[RECORD EXCERPTS]:
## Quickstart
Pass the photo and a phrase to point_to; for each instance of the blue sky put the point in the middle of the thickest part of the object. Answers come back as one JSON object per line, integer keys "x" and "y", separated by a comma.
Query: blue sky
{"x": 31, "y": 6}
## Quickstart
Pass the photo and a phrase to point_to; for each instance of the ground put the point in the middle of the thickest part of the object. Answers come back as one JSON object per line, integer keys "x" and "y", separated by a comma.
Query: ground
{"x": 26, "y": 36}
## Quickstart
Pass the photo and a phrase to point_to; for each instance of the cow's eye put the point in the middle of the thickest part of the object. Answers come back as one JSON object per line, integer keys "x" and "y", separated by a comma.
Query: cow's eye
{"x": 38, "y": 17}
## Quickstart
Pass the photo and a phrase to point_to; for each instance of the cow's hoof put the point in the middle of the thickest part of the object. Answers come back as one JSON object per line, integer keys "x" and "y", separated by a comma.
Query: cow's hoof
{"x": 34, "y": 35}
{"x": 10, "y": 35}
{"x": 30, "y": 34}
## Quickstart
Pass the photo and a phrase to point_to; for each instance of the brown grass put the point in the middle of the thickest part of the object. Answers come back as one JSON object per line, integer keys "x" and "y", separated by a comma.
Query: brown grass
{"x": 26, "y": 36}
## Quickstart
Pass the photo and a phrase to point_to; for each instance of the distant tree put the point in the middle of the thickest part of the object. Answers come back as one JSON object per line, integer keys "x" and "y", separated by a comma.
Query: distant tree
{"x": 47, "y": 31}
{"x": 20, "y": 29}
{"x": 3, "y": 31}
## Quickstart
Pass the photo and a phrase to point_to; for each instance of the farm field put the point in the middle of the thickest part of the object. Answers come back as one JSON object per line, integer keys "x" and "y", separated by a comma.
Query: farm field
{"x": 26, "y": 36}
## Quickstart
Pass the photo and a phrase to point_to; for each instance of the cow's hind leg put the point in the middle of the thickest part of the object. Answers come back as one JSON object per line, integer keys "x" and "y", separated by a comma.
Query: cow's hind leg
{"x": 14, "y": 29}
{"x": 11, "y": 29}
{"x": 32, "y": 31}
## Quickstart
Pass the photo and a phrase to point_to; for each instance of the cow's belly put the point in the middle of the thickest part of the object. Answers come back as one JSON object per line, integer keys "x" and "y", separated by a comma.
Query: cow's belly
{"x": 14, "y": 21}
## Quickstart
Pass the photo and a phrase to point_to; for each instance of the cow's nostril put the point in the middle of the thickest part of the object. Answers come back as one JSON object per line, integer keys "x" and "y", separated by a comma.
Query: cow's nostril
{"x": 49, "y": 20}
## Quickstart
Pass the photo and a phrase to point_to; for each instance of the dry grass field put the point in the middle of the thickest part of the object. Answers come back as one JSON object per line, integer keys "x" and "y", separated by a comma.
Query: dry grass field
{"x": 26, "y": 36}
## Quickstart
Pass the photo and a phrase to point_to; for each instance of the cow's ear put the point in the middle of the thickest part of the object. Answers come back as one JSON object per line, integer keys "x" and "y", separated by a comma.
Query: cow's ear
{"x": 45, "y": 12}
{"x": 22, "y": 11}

[TASK DETAILS]:
Restate the listing in full, word for word.

[WRITTEN SOLUTION]:
## Quickstart
Pass the photo and a phrase to point_to; for each instance of the blue sky put the point in the middle of the thickest part of the object. Answers come back as one JSON object per line, integer keys "x" and "y", separated by a comma.
Query: blue sky
{"x": 31, "y": 6}
## Quickstart
Pass the photo and a phrase to point_to; for each instance of the ground put the point in the middle of the thickest part of the object. Answers come back as one JSON object per line, integer keys "x" and "y", separated by a comma.
Query: ground
{"x": 26, "y": 36}
## Quickstart
Pass the photo and a phrase to point_to; for each instance of the cow's eye put the point in the middle of the thickest part of the object. Answers come back as one JSON object per line, integer keys "x" and "y", separated by a comma.
Query: cow's eye
{"x": 38, "y": 17}
## Quickstart
Pass the photo and a phrase to point_to; for each instance of the cow's hoof put the point in the middle of the thickest part of the object. Answers come back as one JSON object per line, integer keys "x" and "y", separated by a comma.
Query: cow's hoof
{"x": 34, "y": 35}
{"x": 10, "y": 35}
{"x": 30, "y": 34}
## Quickstart
Pass the photo and a phrase to point_to; for each instance of the brown grass put the point in the middle of the thickest part of the object. Answers come back as one JSON object per line, integer keys "x" and "y", separated by a comma.
Query: brown grass
{"x": 26, "y": 36}
## Quickstart
Pass the photo and a phrase to point_to; for each instance of the distant tree put the point in the middle of the thickest part of the object. Answers come back as one JSON object per line, integer keys "x" and "y", separated by a comma.
Query: distant tree
{"x": 47, "y": 31}
{"x": 20, "y": 29}
{"x": 3, "y": 31}
## Quickstart
Pass the photo and a phrase to point_to; for each instance of the farm field put the point in the middle of the thickest part of the object. Answers come back as one JSON object per line, integer keys "x" and "y", separated by a comma.
Query: farm field
{"x": 26, "y": 36}
## Quickstart
Pass the photo and a phrase to point_to; for each instance of the cow's hind leg put the point in the middle of the thickest part of the object. Answers come back as one JSON object per line, integer keys "x" and "y", separated by a comma.
Query: cow's hind leg
{"x": 14, "y": 29}
{"x": 11, "y": 29}
{"x": 32, "y": 31}
## Quickstart
Pass the photo and a phrase to point_to; for each instance of the cow's belly put the point in the middle of the thickest part of the object. Answers come back as one JSON object per line, integer keys "x" and "y", separated by a comma.
Query: cow's belly
{"x": 14, "y": 21}
## Quickstart
Pass the photo and a phrase to point_to; for each instance of the cow's nostril put the point in the middle of the thickest part of the object. Answers come back as one JSON object per line, integer keys "x" and "y", separated by a comma.
Query: cow's nostril
{"x": 49, "y": 20}
## Quickstart
Pass the photo and a phrase to point_to; for each instance of the dry grass field put the point in the middle of the thickest part of the object. Answers come back as one JSON object per line, integer keys "x" and "y", separated by a comma.
Query: dry grass field
{"x": 26, "y": 36}
## Quickstart
Pass the photo and a phrase to point_to; for each instance of the cow's ear put the point in the middle of the thickest part of the object. Answers come back as one JSON object per line, integer keys "x" and "y", separated by a comma.
Query: cow's ear
{"x": 45, "y": 12}
{"x": 22, "y": 11}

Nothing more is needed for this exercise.